> [Что сделать]:
1. Перепишите дословно отрывок текста об истоке Волги от слов «Волга впадает в» до слов «Волговерховье. Поедем туда.».
2. В каком году, согласно тексту об истоке Волги, был освящен храм у истока реки?
3. Напишите продолжение текста об истоке Волги, начиная сразу после его последнего предложения.
═══ Фрагмент текста
Волга впадает в Каспийское море. Это не факт. Если считать, что при слиянии двух рек главной является более полноводная, то исток великой реки, впадающей в Каспий, надо искать на севере Удмуртии, где начинается Кама, которая под Казанью полноводнее Волги. Собственно, до того, как Иван Грозный взял Казань и Астрахань, нижнее течение нынешней Волги вместе с Камой называлось по-тюркски: Итиль. Но уже Повесть временных лет утверждает, что Волга течет на восток из Оковецкого леса «и впадает семьюдесятью устьями в море Хвалисское». Тут спор о первородстве. Насилу-то русские убедили татар в том, что исток – это болотный родник у деревни Волговерховье. Поедем туда.
Со второй половины 19-го века Русский бог помаленьку стал выходить из подполья. Симптомы этого были разные – от паломничества революционной молодежи «в народ» до экстазов толп в общих исповедях Иоанна Кронштадтского, от моды на псевдорусскую архитектуру до тяги к родной истории. В частности, жители волжских городов начали собирать пожертвования на возведение храма у истока Волги. Дабы «отметить духовную значимость начала великой русской реки». Храм был освящен только в 1920 году (как Преображенский, с приделами во имя княгини Ольги и Иоанна Предтечи), но уже в 1906 году при нем возникла женская монашеская община со своей деревянной Никольской церковью. В 1909 году община преобразовалась в монастырь, который с 1912 года стал называться Ольгинским. В 1928 году он был закрыт. Возобновлен уже в наше время.
══════
═══ Содержимое набора данных
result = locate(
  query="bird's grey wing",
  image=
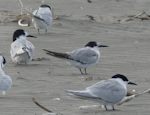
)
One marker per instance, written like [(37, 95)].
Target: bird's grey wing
[(45, 16), (19, 44), (30, 48), (109, 90), (83, 93), (15, 47), (84, 55)]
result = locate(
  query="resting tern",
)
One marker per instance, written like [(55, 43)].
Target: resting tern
[(21, 49), (42, 18), (107, 92), (5, 80), (82, 57)]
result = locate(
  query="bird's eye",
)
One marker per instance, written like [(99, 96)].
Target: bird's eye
[(4, 60)]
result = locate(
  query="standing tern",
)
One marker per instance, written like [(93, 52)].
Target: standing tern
[(42, 18), (107, 92), (5, 80), (82, 57), (21, 49)]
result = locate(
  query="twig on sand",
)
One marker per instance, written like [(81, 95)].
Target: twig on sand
[(142, 16), (129, 98), (34, 100)]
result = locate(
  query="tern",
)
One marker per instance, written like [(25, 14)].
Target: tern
[(21, 49), (82, 57), (107, 92), (42, 17), (5, 80)]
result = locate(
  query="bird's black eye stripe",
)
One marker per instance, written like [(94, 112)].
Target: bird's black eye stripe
[(4, 60)]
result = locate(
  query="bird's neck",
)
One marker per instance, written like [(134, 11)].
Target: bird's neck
[(1, 71), (124, 84)]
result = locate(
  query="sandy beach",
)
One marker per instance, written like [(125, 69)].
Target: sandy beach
[(128, 54)]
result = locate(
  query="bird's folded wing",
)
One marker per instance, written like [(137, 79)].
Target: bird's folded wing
[(84, 56), (108, 90)]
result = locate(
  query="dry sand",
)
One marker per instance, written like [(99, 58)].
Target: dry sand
[(128, 53)]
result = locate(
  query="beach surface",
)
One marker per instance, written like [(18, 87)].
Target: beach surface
[(128, 54)]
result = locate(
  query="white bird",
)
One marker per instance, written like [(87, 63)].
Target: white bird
[(5, 80), (82, 57), (107, 92), (21, 49), (42, 18)]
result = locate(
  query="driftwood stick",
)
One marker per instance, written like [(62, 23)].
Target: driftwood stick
[(34, 100)]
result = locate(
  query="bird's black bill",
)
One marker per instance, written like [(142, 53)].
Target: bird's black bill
[(103, 46), (131, 83), (31, 36)]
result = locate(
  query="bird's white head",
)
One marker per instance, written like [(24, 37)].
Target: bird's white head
[(21, 34), (93, 44), (2, 61)]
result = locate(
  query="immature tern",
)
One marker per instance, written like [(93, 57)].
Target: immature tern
[(107, 92), (82, 57), (42, 18), (21, 49), (5, 80)]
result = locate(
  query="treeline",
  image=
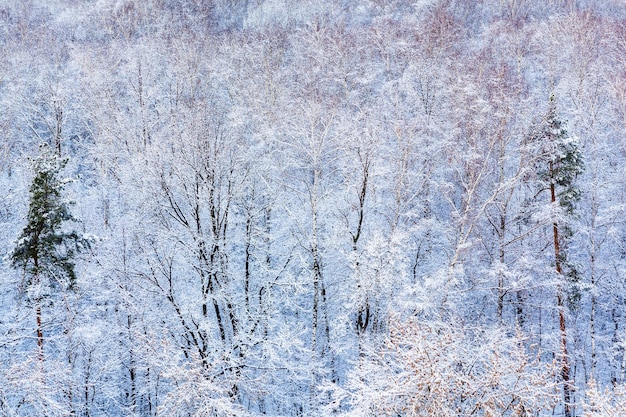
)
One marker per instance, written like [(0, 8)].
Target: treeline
[(247, 207)]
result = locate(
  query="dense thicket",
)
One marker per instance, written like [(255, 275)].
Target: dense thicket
[(318, 207)]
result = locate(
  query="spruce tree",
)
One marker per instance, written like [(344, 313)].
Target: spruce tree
[(558, 163), (46, 248)]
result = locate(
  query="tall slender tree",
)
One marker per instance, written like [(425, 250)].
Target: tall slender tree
[(46, 249), (560, 162)]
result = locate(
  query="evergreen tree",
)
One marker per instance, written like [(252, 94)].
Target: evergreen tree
[(558, 164), (45, 250)]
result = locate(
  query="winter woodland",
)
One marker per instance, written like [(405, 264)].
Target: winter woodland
[(312, 208)]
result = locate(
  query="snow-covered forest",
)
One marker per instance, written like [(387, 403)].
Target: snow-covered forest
[(312, 208)]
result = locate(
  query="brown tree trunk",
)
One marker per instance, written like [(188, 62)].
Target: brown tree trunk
[(565, 367)]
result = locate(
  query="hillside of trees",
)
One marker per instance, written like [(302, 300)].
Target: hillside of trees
[(312, 208)]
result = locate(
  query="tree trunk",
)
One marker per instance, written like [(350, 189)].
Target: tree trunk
[(565, 366)]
══════
> [Ответы к заданиям]:
1.
Волга впадает в Каспийское море. Это не факт. Если считать, что при слиянии двух рек главной является более полноводная, то исток великой реки, впадающей в Каспий, надо искать на севере Удмуртии, где начинается Кама, которая под Казанью полноводнее Волги. Собственно, до того, как Иван Грозный взял Казань и Астрахань, нижнее течение нынешней Волги вместе с Камой называлось по-тюркски: Итиль. Но уже Повесть временных лет утверждает, что Волга течет на восток из Оковецкого леса «и впадает семьюдесятью устьями в море Хвалисское». Тут спор о первородстве. Насилу-то русские убедили татар в том, что исток – это болотный родник у деревни Волговерховье. Поедем туда.

2. В 1920 году.

3.
Преображенский храм предполагалось расписать (это не сбылось из-за революции) фресками, посвященными княгине Ольге, которая крестилась задолго до своего внука Владимира Святого и потому считается «начальницей веры» и «корнем православия» в Русской земле. Росписи должны были изобразить «все лики святых угодников, происходящих от потомства первой святой Русской Православной Церкви». Так пишут на своем сайте монашки Ольгинской обители. И поясняют: «Собор на истоке Волги должен был стать священным местом памяти о тех людях, которые прославили землю Русскую. Народное сознание связывало исток Волги и начало христианской истории Отечества». Отлично сказано! Но я бы все же не стал путать то, что маячит в «народном сознании», с решениями церковных властей (которые только и определяют, как расписывать храмы). «Народное сознание» это скорей коллективное бессознательное, взрыв которого (кто бы там ни готовил революцию) разрушил церковный проект насаждения культа Ольги у истока Волги.
Ольга. Князь Игорь встретил ее около города Плескова. Одни говорят, что это Псков, а другие – что болгарский город Плисков (Плиска). Надежных подтверждений ни одному из этих толкований нет, да они нам не очень и нужны, поскольку мы занимаемся архетипикой «народного сознания», а не высасыванием из пальца научной истории. Так вот, русскому уху в названии Плесков слышится плескание, плавание, плесы. Игорь охотился, вышел к реке. И тут как раз челн, а в нем какой-то уж очень маленький гребец. Князь присмотрелся: ба, да ведь это девица! И сразу же «разгорелся желанием», стал приставать… А она ему: нет, княже. Буквально: «Зачем смущаешь меня, нескромными словами?.. Знай: лучше для меня броситься в реку, чем стерпеть поругание». Попался варяг. Речная дева (ее изначально звали Прекрасой) обворожила его.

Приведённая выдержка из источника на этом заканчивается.